Exercise details
Look for the line with "Query: yellow painted line on tarmac"; please transcribe it and every later line in the entries exactly, up to the end, leaving pictures out.

Material for the task
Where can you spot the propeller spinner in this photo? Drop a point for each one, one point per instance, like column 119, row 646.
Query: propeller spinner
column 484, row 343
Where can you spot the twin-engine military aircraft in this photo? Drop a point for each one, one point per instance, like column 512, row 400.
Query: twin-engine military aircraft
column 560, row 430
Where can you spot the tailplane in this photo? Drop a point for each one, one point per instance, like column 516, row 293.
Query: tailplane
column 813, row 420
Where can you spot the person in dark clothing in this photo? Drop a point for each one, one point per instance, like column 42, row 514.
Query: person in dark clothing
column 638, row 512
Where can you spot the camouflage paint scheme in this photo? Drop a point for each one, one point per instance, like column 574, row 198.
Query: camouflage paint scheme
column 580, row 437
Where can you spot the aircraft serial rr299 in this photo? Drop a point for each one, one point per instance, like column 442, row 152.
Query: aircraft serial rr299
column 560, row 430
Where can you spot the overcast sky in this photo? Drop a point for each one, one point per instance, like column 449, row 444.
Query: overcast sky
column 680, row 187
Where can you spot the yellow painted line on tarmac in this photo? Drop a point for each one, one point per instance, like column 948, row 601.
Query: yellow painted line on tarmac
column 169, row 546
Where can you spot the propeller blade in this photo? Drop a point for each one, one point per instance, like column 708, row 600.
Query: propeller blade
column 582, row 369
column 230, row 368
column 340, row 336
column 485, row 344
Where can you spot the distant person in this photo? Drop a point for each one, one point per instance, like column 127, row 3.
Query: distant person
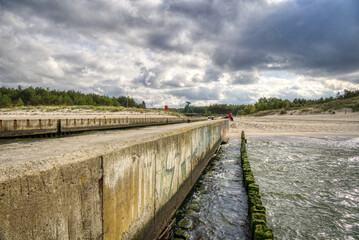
column 230, row 116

Result for this exercise
Query: yellow painted line on tarmac
column 169, row 546
Where can you spot the propeller blade in this photo? Drop a point for each one, one point per instance, like column 708, row 600.
Query: propeller blade
column 582, row 369
column 230, row 368
column 340, row 336
column 485, row 344
Where can you spot the distant person in this photo? Drop a point for each one, one point per instance, like column 127, row 3.
Query: distant person
column 230, row 116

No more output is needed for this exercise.